**What the task requires**
Beginning at the line that includes "Each instance receives exactly one keypoint. Tag the wildflower" in the entries below, print each line exactly as it appears, through the last one.

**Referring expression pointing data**
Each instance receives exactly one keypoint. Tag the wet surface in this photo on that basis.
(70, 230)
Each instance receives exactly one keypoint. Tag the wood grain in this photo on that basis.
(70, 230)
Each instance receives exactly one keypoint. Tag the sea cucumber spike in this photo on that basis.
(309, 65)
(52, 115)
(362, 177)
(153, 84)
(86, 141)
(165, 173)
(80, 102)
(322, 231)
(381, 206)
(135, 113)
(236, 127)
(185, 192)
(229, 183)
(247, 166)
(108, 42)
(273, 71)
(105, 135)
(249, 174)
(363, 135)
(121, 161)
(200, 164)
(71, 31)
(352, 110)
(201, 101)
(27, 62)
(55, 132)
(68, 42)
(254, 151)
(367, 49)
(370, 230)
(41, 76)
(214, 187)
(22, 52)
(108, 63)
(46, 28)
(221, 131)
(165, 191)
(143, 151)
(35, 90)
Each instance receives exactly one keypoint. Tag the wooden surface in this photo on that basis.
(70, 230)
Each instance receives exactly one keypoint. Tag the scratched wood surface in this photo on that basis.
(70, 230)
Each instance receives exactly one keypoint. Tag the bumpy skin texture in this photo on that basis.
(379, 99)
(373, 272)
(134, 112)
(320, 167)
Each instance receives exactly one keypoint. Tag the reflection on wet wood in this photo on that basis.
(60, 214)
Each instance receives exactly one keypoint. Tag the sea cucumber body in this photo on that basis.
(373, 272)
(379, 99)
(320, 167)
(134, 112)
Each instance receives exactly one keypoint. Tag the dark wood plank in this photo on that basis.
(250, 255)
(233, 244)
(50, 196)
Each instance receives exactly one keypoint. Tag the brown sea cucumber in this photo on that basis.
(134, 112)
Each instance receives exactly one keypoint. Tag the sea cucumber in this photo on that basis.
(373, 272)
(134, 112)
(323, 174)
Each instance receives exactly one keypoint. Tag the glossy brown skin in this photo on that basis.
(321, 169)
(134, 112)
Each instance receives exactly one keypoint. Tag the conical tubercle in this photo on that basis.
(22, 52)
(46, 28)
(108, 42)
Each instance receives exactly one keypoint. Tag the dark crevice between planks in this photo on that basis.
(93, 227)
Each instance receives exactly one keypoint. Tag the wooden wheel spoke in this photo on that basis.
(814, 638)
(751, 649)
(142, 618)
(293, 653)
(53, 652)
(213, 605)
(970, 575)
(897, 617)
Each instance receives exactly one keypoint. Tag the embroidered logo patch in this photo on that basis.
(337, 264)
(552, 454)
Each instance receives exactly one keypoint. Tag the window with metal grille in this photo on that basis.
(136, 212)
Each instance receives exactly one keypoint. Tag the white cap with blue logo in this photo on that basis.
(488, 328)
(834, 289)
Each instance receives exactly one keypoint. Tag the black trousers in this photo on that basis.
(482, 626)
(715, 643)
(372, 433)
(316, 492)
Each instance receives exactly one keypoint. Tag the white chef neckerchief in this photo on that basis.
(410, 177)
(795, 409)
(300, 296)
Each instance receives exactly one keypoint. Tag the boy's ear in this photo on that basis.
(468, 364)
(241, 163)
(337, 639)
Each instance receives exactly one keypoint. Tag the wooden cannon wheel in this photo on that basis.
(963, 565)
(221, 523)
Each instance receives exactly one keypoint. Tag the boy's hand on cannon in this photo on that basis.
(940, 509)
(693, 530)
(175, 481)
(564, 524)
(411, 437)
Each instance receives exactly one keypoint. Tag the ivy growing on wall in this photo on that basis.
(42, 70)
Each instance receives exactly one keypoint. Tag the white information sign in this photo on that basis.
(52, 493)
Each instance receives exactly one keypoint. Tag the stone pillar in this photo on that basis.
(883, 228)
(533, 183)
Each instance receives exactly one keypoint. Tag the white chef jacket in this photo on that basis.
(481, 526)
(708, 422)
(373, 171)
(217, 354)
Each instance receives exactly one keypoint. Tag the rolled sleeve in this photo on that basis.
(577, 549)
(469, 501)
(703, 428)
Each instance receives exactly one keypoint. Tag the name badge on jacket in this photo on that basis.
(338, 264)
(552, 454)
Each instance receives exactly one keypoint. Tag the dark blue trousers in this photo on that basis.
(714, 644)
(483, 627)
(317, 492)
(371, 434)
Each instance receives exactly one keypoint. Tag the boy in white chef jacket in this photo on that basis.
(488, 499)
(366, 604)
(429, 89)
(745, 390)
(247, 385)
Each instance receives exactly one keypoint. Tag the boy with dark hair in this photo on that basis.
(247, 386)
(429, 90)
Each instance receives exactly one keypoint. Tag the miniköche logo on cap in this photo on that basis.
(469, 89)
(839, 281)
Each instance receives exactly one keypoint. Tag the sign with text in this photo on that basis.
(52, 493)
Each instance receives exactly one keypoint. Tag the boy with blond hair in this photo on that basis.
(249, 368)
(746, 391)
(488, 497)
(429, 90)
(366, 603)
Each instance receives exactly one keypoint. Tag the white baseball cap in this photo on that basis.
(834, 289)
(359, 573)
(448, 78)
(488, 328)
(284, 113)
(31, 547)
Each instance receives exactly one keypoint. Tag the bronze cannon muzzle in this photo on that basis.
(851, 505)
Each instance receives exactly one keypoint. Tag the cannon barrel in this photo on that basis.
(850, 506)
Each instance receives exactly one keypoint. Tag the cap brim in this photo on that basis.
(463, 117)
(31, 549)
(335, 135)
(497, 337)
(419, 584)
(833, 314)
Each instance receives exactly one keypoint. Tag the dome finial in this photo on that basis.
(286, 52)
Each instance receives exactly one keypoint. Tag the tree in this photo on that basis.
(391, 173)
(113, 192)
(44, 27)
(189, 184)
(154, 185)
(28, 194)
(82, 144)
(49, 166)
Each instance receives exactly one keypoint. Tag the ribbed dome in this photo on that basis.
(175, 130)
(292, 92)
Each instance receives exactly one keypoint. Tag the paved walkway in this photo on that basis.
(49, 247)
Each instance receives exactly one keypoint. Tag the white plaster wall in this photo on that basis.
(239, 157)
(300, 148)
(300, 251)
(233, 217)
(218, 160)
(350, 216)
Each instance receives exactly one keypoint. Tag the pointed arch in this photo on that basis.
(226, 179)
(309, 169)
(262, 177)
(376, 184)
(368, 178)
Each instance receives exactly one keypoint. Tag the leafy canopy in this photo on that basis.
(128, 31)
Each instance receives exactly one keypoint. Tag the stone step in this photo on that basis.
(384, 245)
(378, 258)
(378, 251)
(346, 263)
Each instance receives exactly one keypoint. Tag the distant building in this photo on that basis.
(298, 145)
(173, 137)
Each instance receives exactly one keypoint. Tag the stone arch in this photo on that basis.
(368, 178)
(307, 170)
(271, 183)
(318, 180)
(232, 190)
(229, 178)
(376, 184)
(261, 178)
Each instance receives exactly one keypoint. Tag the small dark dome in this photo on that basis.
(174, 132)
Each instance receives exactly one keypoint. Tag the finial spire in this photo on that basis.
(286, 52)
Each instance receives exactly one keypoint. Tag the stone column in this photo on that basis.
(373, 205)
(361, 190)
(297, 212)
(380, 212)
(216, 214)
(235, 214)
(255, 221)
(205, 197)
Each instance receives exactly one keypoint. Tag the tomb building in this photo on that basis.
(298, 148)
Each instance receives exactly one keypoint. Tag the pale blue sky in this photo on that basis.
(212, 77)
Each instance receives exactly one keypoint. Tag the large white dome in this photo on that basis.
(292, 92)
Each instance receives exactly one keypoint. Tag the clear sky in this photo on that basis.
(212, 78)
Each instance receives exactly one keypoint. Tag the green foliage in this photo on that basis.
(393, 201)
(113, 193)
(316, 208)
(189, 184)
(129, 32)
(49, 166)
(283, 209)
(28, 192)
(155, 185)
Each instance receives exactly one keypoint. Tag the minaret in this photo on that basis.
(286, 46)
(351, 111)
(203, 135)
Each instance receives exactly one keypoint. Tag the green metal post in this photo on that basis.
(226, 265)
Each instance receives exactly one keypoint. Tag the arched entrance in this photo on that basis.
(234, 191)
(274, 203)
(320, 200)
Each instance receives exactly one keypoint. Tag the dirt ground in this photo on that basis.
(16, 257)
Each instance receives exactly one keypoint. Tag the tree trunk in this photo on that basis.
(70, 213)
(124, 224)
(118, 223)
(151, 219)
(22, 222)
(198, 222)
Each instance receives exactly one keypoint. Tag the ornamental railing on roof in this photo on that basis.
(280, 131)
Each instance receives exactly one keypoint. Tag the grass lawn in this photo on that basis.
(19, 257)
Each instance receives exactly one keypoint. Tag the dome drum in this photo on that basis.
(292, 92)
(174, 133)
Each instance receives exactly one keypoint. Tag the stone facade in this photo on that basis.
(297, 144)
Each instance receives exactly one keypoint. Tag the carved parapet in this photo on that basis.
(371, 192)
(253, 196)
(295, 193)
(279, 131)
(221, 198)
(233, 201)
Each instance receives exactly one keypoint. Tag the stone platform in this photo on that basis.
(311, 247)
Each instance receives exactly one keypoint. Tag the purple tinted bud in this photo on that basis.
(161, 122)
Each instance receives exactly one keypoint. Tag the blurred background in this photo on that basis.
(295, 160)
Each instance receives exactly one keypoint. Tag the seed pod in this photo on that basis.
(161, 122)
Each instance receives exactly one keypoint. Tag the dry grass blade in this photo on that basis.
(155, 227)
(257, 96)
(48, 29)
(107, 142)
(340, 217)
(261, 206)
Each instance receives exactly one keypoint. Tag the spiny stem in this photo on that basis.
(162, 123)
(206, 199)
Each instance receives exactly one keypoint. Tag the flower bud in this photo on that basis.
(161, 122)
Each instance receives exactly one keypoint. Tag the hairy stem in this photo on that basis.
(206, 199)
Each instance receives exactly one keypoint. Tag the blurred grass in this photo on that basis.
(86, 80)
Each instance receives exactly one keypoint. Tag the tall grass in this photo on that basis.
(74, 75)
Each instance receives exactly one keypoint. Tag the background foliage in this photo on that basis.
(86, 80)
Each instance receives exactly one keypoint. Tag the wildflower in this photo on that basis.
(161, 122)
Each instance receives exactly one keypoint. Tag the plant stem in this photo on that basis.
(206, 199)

**Exercise response**
Each instance receives exactly one keypoint. Tag the wildflower in this photo on that basis.
(161, 122)
Each instance receives exactly one keypoint. Tag the plant stem in this photo on that basis.
(206, 199)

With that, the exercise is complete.